YOUR OBJECTIVE. In the review of The King's Speech, rewrite the stretch from "The King’s Speech" through "a frightened nation.", changing "speech therapist" to "voice coach".

Top of GIVEN TEXT

Victoria Jelinek

The King’s Speech

Prince George (Colin Firth) has been afflicted by a debilitating stammer since childhood. When his brother abdicates the throne, and war is looming, he hesitantly turns to Aussie Lionel Logue (Geoffrey Rush), who is a speech therapist with unconventional methods, in order to be able to soothe a frightened nation.

Despite its decent cast and nice costumes, this film was initially low on the radar for greatness. However, after a sneak-peak at a film festival in America, bloggers and Tweeters announced it to be an Oscar favourite and the world opened its eyes to it. But this is not a pretentious film – this is a crowd pleaser. The script transforms history into an approachable form, and it’s dramatic, witty and enlightening. It focuses on the unlikely friendship between the outspoken Aussie and the reluctant-speaking aristocrat. This is a story less about fixing a voice than fixing a mind that has been bullied by his father since boyhood and has not had a childhood in the face of the responsibilities for the throne.

Even as Firth doesn’t have many words to say, he doesn’t stop communicating sadness, yearning, and pain; intelligence and humour demanding an escape; and the self-possession of a man born to privilege. Rush as Logue, is in equally fine form, a brash man with a huge heart. Helena Bonham Carter is a lively Queen Elizabeth, portraying both a teasing wit and a devoted wife. The script, the actors and the loving shots of London make this a film worth watching.

Bottom of GIVEN TEXT
Top of INFORMATION GIVEN

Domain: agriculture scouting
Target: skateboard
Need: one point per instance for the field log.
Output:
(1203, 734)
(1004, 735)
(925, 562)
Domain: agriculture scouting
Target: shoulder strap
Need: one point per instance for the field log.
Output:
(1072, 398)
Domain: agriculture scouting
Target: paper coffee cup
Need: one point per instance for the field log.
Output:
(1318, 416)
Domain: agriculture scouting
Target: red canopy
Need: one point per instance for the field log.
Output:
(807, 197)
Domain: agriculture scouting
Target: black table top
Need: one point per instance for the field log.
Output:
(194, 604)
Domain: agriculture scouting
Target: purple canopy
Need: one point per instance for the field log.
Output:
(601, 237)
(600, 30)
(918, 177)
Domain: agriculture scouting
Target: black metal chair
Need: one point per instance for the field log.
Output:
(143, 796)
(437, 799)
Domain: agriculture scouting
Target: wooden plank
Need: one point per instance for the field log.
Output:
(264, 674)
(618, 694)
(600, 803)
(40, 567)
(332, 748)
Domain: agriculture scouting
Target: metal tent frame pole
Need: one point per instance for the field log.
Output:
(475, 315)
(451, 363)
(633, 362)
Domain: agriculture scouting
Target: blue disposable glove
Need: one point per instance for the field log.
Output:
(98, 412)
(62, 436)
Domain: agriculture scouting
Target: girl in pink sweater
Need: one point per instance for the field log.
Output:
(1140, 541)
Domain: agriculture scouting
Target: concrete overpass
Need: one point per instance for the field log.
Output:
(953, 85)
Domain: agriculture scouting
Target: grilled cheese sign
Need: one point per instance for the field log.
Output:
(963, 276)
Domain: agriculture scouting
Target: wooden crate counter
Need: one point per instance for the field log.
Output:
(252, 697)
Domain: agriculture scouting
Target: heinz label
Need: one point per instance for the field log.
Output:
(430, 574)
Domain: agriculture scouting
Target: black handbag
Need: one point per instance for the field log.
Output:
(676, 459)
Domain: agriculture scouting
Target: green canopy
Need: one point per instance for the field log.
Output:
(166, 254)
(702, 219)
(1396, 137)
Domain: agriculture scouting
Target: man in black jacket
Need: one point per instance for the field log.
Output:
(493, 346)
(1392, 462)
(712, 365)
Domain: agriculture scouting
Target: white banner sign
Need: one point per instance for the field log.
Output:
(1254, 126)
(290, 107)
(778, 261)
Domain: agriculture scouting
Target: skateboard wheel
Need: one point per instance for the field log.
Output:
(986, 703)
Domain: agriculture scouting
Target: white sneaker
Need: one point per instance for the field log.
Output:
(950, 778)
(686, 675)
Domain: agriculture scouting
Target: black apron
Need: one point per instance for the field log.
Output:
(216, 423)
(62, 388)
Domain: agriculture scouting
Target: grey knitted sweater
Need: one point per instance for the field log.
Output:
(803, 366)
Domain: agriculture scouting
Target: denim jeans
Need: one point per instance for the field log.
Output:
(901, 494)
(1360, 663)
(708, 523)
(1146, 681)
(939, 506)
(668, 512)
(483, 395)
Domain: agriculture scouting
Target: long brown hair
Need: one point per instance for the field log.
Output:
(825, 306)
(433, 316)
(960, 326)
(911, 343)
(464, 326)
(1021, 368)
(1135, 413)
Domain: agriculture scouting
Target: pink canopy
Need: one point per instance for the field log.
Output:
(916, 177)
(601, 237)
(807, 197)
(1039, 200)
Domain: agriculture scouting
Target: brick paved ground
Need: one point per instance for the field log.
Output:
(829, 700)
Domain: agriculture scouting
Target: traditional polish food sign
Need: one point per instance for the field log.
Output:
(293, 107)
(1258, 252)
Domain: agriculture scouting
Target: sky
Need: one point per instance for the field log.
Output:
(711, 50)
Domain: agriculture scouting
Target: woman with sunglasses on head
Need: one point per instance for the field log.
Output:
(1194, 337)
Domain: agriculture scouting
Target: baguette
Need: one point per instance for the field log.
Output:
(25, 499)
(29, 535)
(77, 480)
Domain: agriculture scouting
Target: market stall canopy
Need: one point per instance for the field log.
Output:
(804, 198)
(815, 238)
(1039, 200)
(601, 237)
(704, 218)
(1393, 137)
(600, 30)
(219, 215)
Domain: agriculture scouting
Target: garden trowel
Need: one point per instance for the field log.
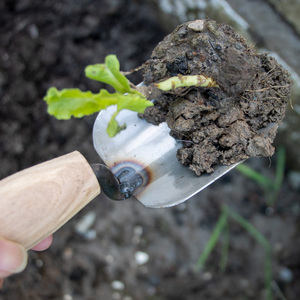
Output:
(139, 162)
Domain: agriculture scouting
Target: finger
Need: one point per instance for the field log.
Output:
(43, 245)
(13, 258)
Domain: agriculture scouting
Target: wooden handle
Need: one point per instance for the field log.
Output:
(37, 201)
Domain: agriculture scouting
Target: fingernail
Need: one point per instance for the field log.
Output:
(13, 257)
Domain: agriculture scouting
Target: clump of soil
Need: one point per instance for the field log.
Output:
(223, 125)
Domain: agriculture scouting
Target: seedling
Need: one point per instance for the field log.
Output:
(73, 102)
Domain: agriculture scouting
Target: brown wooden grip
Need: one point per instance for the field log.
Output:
(37, 201)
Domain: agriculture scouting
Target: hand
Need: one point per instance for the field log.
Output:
(13, 257)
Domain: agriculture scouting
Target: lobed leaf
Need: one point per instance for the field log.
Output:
(109, 73)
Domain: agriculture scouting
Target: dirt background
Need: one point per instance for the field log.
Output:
(49, 43)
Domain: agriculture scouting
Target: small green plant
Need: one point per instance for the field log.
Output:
(73, 102)
(270, 187)
(222, 227)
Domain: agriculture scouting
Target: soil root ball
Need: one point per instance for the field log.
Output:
(227, 123)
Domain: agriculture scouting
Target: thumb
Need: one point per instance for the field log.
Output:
(13, 258)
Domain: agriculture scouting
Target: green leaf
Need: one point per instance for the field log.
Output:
(109, 73)
(113, 127)
(73, 102)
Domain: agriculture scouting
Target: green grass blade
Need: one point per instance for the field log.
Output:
(225, 248)
(264, 243)
(213, 240)
(260, 179)
(280, 166)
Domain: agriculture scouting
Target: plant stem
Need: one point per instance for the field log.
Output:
(186, 81)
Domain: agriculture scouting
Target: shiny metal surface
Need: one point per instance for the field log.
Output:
(151, 151)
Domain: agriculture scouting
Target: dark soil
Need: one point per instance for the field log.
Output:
(48, 43)
(222, 125)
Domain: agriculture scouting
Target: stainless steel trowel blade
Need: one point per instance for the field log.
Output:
(151, 152)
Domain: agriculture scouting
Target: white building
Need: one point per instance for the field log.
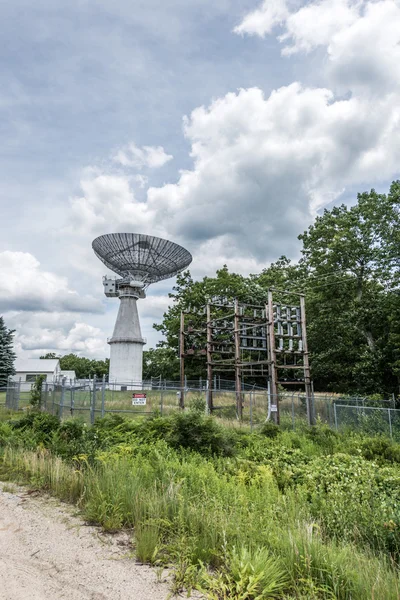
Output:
(27, 369)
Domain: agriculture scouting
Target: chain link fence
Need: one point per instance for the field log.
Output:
(91, 399)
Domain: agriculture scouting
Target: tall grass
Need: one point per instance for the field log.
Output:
(186, 510)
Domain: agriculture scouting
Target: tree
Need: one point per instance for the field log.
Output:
(7, 354)
(161, 362)
(351, 255)
(350, 273)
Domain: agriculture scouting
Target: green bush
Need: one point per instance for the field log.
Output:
(270, 430)
(42, 425)
(194, 431)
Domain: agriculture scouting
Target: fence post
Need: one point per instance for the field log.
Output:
(103, 395)
(46, 391)
(61, 407)
(72, 399)
(293, 420)
(18, 395)
(251, 410)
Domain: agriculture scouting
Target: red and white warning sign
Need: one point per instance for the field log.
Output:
(138, 399)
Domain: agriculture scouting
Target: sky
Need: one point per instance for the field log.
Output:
(223, 126)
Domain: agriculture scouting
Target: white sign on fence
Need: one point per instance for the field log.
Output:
(138, 399)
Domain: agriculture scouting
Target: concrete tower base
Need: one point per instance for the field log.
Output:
(126, 352)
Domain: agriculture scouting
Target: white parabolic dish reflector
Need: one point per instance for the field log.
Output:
(141, 257)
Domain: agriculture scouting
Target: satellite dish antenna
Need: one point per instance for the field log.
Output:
(139, 260)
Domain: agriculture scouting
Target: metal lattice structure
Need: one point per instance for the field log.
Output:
(143, 257)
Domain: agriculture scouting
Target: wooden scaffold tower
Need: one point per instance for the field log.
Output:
(255, 342)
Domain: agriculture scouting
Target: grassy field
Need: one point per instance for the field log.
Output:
(275, 514)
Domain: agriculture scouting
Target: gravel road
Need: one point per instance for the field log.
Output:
(47, 553)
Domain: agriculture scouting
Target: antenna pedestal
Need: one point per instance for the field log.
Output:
(126, 344)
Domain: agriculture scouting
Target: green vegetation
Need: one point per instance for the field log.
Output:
(7, 354)
(274, 514)
(349, 271)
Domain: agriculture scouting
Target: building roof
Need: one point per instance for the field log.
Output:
(36, 365)
(69, 374)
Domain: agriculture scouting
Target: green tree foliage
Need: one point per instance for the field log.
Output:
(351, 255)
(349, 272)
(7, 354)
(161, 362)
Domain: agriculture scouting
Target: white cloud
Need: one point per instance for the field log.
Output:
(264, 19)
(25, 286)
(107, 203)
(262, 166)
(38, 333)
(152, 157)
(361, 37)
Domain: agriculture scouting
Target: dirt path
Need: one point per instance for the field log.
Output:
(47, 553)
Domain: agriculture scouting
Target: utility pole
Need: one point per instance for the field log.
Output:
(238, 378)
(306, 363)
(182, 360)
(272, 358)
(209, 361)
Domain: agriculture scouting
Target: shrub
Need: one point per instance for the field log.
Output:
(250, 574)
(42, 425)
(270, 430)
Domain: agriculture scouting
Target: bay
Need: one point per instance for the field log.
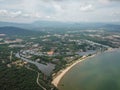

Bottom of INFORMATION GIVEN

ANSWER SECTION.
The King’s Speech

Prince George (Colin Firth) has been afflicted by a debilitating stammer since childhood. When his brother abdicates the throne, and war is looming, he hesitantly turns to Aussie Lionel Logue (Geoffrey Rush), who is a voice coach with unconventional methods, in order to be able to soothe a frightened nation.